YOUR ASSIGNMENT: From the data that follows, print exactly the lines starting at the one containing "pixel 482 102" and ending at the one containing "pixel 282 259"; include both of them and nothing more.

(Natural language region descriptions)
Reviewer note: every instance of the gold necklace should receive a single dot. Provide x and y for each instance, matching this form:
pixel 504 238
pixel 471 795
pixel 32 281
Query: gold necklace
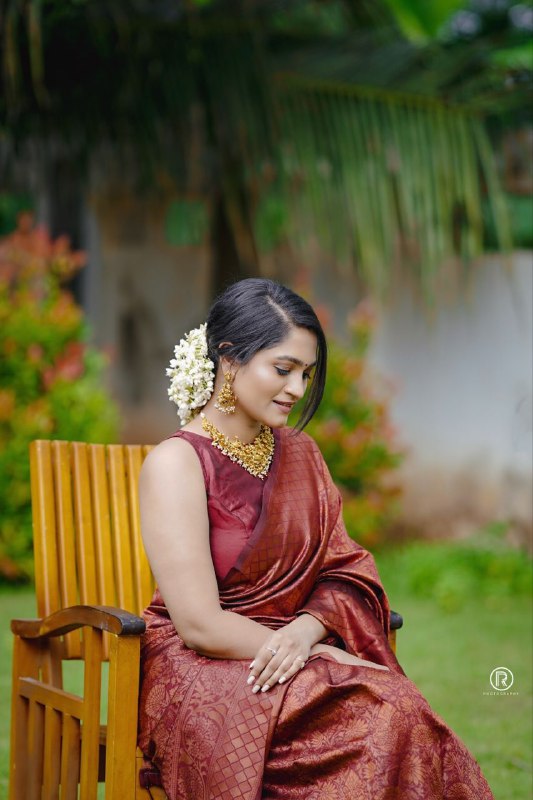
pixel 254 457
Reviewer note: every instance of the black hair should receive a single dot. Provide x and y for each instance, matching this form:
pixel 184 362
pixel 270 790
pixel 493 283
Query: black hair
pixel 257 313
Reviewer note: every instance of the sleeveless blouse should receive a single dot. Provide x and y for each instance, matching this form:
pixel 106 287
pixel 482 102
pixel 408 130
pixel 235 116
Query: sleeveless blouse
pixel 234 500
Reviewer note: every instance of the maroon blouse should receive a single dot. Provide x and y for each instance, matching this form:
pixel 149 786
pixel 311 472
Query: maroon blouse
pixel 234 500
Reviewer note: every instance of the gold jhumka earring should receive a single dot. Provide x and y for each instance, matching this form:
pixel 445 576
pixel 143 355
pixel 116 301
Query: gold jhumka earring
pixel 225 401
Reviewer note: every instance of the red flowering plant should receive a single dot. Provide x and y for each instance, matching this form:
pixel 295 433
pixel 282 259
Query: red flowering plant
pixel 354 432
pixel 50 378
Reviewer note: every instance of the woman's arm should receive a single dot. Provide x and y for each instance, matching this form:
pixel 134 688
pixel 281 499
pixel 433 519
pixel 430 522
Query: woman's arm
pixel 175 530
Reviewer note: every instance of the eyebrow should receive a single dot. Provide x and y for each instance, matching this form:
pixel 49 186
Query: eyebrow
pixel 295 361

RESULT OF THE EXERCISE:
pixel 482 102
pixel 408 130
pixel 235 116
Query: sleeveless blouse
pixel 234 500
Reviewer note: every instance of the maroon blouse should receive a single dot. Provide x and y for each instance, matching this form:
pixel 149 786
pixel 311 472
Query: maroon blouse
pixel 234 500
Reviewer note: every instance of the gold jhumka earring should receive a single dot. Provide x and y for each instance, matching this form:
pixel 445 576
pixel 143 355
pixel 116 301
Query: gold jhumka earring
pixel 225 401
Reviewer note: every instance of the red flowering plant should receive a single dot. Provide x and y for each instance, matching this form:
pixel 295 433
pixel 282 259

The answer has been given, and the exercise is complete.